+++ Available records +++

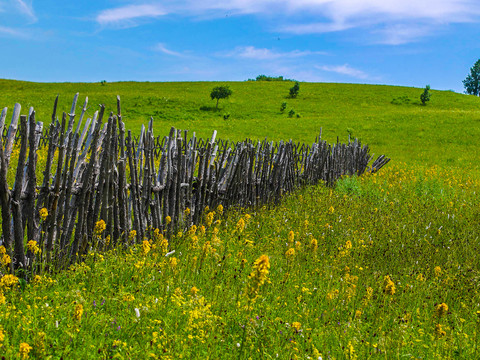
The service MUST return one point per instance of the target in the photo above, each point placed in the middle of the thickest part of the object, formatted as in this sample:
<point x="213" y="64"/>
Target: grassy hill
<point x="390" y="119"/>
<point x="384" y="266"/>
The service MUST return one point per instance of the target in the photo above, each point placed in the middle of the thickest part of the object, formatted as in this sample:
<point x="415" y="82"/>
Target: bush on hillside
<point x="294" y="90"/>
<point x="425" y="95"/>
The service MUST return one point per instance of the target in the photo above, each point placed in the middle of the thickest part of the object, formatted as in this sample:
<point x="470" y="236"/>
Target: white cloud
<point x="399" y="34"/>
<point x="314" y="16"/>
<point x="251" y="52"/>
<point x="344" y="70"/>
<point x="26" y="9"/>
<point x="163" y="49"/>
<point x="127" y="15"/>
<point x="10" y="32"/>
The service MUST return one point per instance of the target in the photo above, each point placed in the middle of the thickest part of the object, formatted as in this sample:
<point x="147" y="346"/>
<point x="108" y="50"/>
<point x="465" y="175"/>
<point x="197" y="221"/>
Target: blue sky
<point x="394" y="42"/>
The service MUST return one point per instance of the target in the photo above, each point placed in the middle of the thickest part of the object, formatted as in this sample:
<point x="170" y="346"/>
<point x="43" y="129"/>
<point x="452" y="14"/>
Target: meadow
<point x="381" y="266"/>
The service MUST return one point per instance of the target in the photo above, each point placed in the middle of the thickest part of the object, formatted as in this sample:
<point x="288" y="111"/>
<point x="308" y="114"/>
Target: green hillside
<point x="390" y="119"/>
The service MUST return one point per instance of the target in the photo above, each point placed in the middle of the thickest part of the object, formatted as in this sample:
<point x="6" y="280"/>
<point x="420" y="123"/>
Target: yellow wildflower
<point x="240" y="225"/>
<point x="291" y="236"/>
<point x="441" y="309"/>
<point x="389" y="285"/>
<point x="43" y="213"/>
<point x="145" y="247"/>
<point x="209" y="218"/>
<point x="173" y="262"/>
<point x="78" y="312"/>
<point x="8" y="280"/>
<point x="332" y="294"/>
<point x="296" y="325"/>
<point x="100" y="227"/>
<point x="132" y="235"/>
<point x="194" y="290"/>
<point x="258" y="276"/>
<point x="128" y="297"/>
<point x="5" y="259"/>
<point x="439" y="332"/>
<point x="290" y="253"/>
<point x="33" y="247"/>
<point x="24" y="350"/>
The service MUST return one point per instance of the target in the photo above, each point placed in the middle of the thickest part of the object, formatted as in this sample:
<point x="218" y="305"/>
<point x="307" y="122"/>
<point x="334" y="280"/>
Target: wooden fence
<point x="102" y="173"/>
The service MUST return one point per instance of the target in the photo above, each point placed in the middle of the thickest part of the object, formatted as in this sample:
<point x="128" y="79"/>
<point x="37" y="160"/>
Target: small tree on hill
<point x="472" y="81"/>
<point x="294" y="90"/>
<point x="220" y="92"/>
<point x="425" y="95"/>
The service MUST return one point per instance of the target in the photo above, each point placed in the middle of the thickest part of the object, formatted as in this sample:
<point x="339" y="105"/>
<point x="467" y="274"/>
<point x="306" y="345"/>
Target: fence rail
<point x="104" y="173"/>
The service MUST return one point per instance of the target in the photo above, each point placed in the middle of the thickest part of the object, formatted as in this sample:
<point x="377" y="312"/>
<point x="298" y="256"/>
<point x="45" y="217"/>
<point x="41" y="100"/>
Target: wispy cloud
<point x="251" y="52"/>
<point x="344" y="70"/>
<point x="315" y="16"/>
<point x="160" y="47"/>
<point x="11" y="32"/>
<point x="26" y="9"/>
<point x="127" y="16"/>
<point x="399" y="34"/>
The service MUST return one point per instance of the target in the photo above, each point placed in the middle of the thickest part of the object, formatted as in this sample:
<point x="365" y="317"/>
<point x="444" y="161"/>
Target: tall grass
<point x="383" y="266"/>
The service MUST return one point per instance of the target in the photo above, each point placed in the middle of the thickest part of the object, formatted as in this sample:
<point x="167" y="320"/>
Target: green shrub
<point x="294" y="90"/>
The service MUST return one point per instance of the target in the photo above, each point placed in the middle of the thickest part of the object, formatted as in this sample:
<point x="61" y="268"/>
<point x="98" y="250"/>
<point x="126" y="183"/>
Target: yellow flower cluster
<point x="240" y="225"/>
<point x="290" y="253"/>
<point x="5" y="259"/>
<point x="209" y="218"/>
<point x="43" y="213"/>
<point x="100" y="227"/>
<point x="439" y="332"/>
<point x="146" y="247"/>
<point x="8" y="281"/>
<point x="441" y="309"/>
<point x="388" y="285"/>
<point x="24" y="350"/>
<point x="258" y="276"/>
<point x="33" y="247"/>
<point x="132" y="235"/>
<point x="296" y="326"/>
<point x="78" y="312"/>
<point x="291" y="236"/>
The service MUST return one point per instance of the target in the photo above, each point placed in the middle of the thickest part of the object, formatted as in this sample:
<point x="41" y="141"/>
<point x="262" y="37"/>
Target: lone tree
<point x="220" y="92"/>
<point x="294" y="90"/>
<point x="472" y="81"/>
<point x="425" y="95"/>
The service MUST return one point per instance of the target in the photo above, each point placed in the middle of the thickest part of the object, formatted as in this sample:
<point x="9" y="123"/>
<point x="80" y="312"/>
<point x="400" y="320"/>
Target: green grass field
<point x="385" y="266"/>
<point x="444" y="132"/>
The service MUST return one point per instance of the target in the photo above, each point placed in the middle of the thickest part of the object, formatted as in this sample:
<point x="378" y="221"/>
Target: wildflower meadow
<point x="382" y="266"/>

+++

The problem: How many lines in the rows above contain the word "wildflower"? Count them and reply with the number alone.

Solution to the problem: 2